(Excerpts from the point annotation data)
※
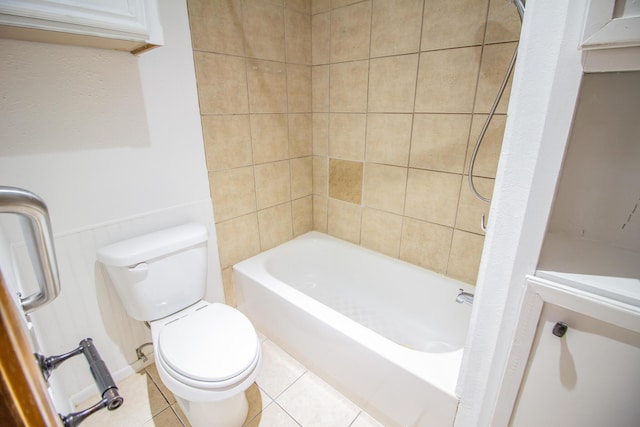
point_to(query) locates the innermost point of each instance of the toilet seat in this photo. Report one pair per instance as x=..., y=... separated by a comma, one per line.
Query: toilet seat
x=212, y=347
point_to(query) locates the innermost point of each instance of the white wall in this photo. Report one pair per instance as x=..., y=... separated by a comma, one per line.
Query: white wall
x=595, y=224
x=545, y=87
x=112, y=142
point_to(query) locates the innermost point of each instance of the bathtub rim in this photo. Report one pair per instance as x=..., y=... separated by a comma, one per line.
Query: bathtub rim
x=441, y=370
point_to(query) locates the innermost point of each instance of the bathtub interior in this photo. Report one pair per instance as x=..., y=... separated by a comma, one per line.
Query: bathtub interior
x=410, y=306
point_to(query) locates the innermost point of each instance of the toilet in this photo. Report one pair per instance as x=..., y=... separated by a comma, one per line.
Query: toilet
x=206, y=353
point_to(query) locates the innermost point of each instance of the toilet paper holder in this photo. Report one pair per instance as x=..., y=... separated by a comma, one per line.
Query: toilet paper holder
x=111, y=398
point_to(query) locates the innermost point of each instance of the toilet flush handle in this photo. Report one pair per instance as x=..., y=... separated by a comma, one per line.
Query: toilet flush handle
x=142, y=267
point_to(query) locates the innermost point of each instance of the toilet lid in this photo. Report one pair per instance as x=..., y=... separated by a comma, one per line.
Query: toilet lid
x=214, y=343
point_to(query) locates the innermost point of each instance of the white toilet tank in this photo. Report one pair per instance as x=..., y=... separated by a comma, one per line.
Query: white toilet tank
x=160, y=273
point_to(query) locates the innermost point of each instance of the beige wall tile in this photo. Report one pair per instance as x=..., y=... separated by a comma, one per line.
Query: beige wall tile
x=447, y=80
x=381, y=231
x=470, y=208
x=340, y=3
x=350, y=32
x=466, y=252
x=348, y=87
x=392, y=84
x=489, y=151
x=503, y=24
x=238, y=239
x=343, y=221
x=448, y=24
x=320, y=209
x=425, y=244
x=318, y=6
x=439, y=142
x=227, y=141
x=495, y=62
x=263, y=30
x=301, y=177
x=270, y=137
x=432, y=196
x=345, y=180
x=216, y=26
x=320, y=88
x=388, y=138
x=267, y=82
x=396, y=26
x=297, y=30
x=302, y=212
x=300, y=135
x=232, y=192
x=276, y=225
x=320, y=134
x=320, y=176
x=273, y=184
x=384, y=187
x=222, y=84
x=320, y=38
x=303, y=6
x=346, y=136
x=299, y=88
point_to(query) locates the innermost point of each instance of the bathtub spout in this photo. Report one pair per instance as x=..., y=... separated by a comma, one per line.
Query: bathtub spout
x=464, y=297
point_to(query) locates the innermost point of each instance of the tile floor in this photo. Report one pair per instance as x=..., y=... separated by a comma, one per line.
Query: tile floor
x=285, y=394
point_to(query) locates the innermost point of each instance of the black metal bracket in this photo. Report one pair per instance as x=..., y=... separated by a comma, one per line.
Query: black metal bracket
x=111, y=399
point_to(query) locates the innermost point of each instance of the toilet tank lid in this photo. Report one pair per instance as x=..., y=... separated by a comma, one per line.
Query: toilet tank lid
x=149, y=246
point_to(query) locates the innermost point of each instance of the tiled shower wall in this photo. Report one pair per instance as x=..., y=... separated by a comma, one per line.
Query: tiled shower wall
x=355, y=118
x=400, y=91
x=253, y=71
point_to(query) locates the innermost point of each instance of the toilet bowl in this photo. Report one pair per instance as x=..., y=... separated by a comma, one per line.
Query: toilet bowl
x=207, y=354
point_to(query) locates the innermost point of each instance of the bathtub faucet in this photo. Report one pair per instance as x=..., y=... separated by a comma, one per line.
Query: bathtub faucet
x=464, y=297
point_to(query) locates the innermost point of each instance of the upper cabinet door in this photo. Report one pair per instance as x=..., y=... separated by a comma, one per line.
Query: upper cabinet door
x=611, y=36
x=130, y=25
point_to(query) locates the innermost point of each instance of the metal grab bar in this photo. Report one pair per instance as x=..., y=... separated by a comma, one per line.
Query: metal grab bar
x=39, y=238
※
What you will do
Print the listing above again word for word, omitting the pictures.

Expected output
point_to(query) locates the innermost point of each instance of the toilet seat in this photo. Report one pair per instance as x=..., y=... separated by a comma, one per line.
Query: toilet seat
x=212, y=347
point_to(query) locates the innermost point of each instance of the white wall in this photo. Report one pair per instance as x=..., y=... separated by a comma, one per line.
Query: white wall
x=595, y=224
x=545, y=87
x=112, y=142
point_to(query) locates the innermost point of each instance of the bathtub rim in this photo. Report one pair per instance as x=..., y=... separated by a comma, one per line.
Query: bathtub rim
x=441, y=370
point_to(query) locates the innermost point of each instance of the bathtub interior in this photo. Report one pair per instance as x=..., y=... separated by a comma, one per line.
Query: bathtub interior
x=410, y=306
point_to(query) locates the innermost point of each instance of the toilet in this photo. Report one pair per instance as x=..., y=... separated by a comma, one per line.
Query: toilet
x=206, y=353
point_to(query) locates the innermost point of each instance of the toilet paper holder in this photo. Report one pair per instance as x=..., y=... separated by a comma, one per line.
Query: toilet paper holder
x=111, y=398
point_to(query) locates the innermost point of each instance of the toilet flush handle in this photo. Report one pair per instance as x=..., y=... separated by a comma, one per line.
Query: toilet flush handle
x=142, y=267
point_to(query) locates the innermost point of each instance of the toilet lid in this photo. Report one pair per instance as x=..., y=... separated by a comma, one per line.
Query: toilet lid
x=214, y=343
point_to(query) locates the innermost point of each instance of the white toilet tank in this photo. Report one pair per instance as x=..., y=... separated by a comma, one per line.
Query: white toilet tank
x=160, y=273
point_to(query) locates the innermost point of each instance of the beige wall tile in this photo. Report one pair per instance as x=..., y=... separated by a comma, one per line.
Query: beige wall tile
x=447, y=80
x=381, y=231
x=470, y=208
x=340, y=3
x=350, y=32
x=466, y=252
x=348, y=87
x=392, y=84
x=489, y=151
x=503, y=24
x=238, y=239
x=343, y=221
x=448, y=24
x=320, y=209
x=425, y=244
x=318, y=6
x=439, y=142
x=227, y=141
x=495, y=62
x=263, y=30
x=301, y=177
x=270, y=137
x=432, y=196
x=345, y=180
x=216, y=26
x=320, y=88
x=388, y=138
x=267, y=82
x=396, y=26
x=297, y=30
x=302, y=212
x=300, y=135
x=232, y=192
x=276, y=225
x=320, y=134
x=320, y=176
x=273, y=184
x=384, y=187
x=222, y=84
x=320, y=38
x=303, y=6
x=346, y=136
x=299, y=88
point_to(query) locates the innermost point of each instance of the bathtub spout in this photo. Report one pair per instance as x=..., y=... separated by a comma, one per line.
Query: bathtub spout
x=464, y=297
point_to(query) locates the innermost point of each instance of the tile floor in this photo. Report one pair per instance as x=..., y=... separated by a comma, one per line.
Query: tile floor
x=285, y=394
point_to(query) locates the innermost point of each instance of the black metal bracket in this photo. Report one pair per instance as x=..., y=... separated by a comma, one per line.
Query: black metal bracket
x=111, y=399
point_to(query) locates the innermost point of each instance of the toilet tank lid in this photo. Report one pair per instance as x=..., y=... separated by a comma, one per line.
Query: toilet tank lid
x=149, y=246
point_to(query) locates the innermost point of each instance of the tiled shower wall in this photo. Report one pair per instance as x=..., y=... separated by a comma, one per line.
Query: tiled shower wall
x=355, y=118
x=400, y=91
x=253, y=71
point_to(query) locates the innermost point of each instance of the toilet bowl in this photo. Report one pair per instance as x=..., y=... separated by a comma, one per line.
Query: toilet bowl
x=207, y=354
point_to(query) locates the innermost point of each instance of the bathtub faucet in this photo. Report one pair per instance as x=..., y=... separated by a comma, one per line.
Query: bathtub faucet
x=464, y=297
point_to(query) locates the innermost point of each instance of the upper cabinet door in this photo. Report one pair per instance as x=..., y=... separated by a comma, one per line.
Query: upper cabinet door
x=611, y=36
x=130, y=25
point_to(query) locates the innermost point of each instance of the metal grab bar in this photo. Report one pair per instance as x=..., y=... separated by a comma, one per line.
Query: metal grab bar
x=39, y=238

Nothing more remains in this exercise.